-- Given data --
-----
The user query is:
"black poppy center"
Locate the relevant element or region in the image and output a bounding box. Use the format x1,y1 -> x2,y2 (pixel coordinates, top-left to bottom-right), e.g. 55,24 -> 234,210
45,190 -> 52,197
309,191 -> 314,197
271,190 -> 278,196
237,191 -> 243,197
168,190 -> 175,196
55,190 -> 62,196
-----
-- Task description --
Retype all the records, matching them exactly.

-- Exercise output --
The user query is:
"black poppy center"
Locate the relevant element or region in the image and output a bounding box. Use the format x1,y1 -> x2,y2 (pixel coordinates, top-left to bottom-right), e.g. 55,24 -> 234,210
45,190 -> 52,197
309,191 -> 314,197
271,190 -> 278,196
237,191 -> 243,197
168,190 -> 175,196
55,190 -> 62,196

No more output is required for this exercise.